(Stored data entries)
▬▬▬
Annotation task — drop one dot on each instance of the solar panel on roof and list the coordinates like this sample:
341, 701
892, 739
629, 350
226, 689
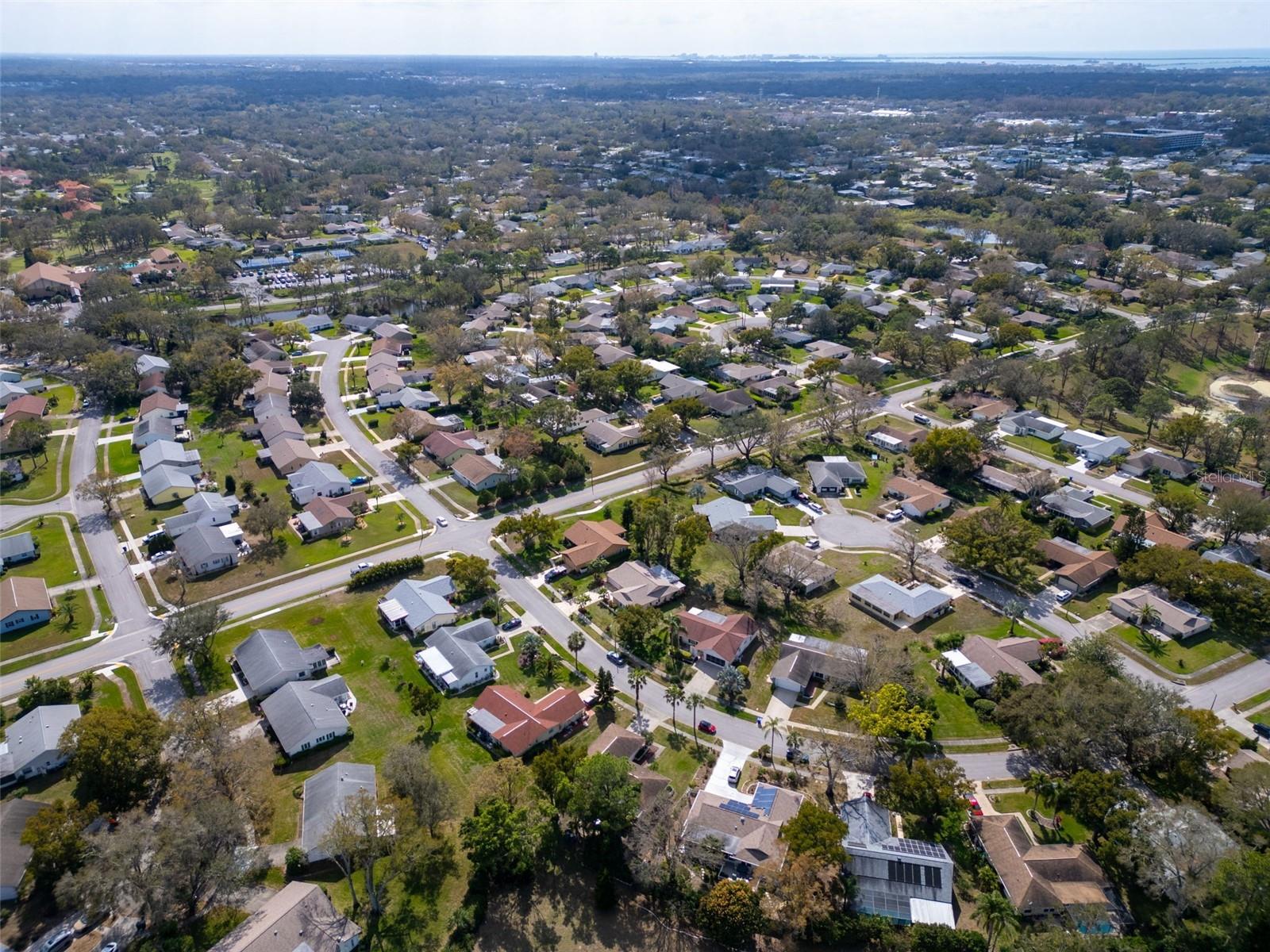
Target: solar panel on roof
▬▬▬
> [Task details] Update the items above by changing every "solar panel on roof" to "skylight" and keeping everything else the same. Leave the pictures out of your answer.

> [Reply]
Annotation task — drop one dot on each instance of the skylight and list the coordinates like this sample:
341, 701
892, 739
629, 350
226, 689
Target: skylight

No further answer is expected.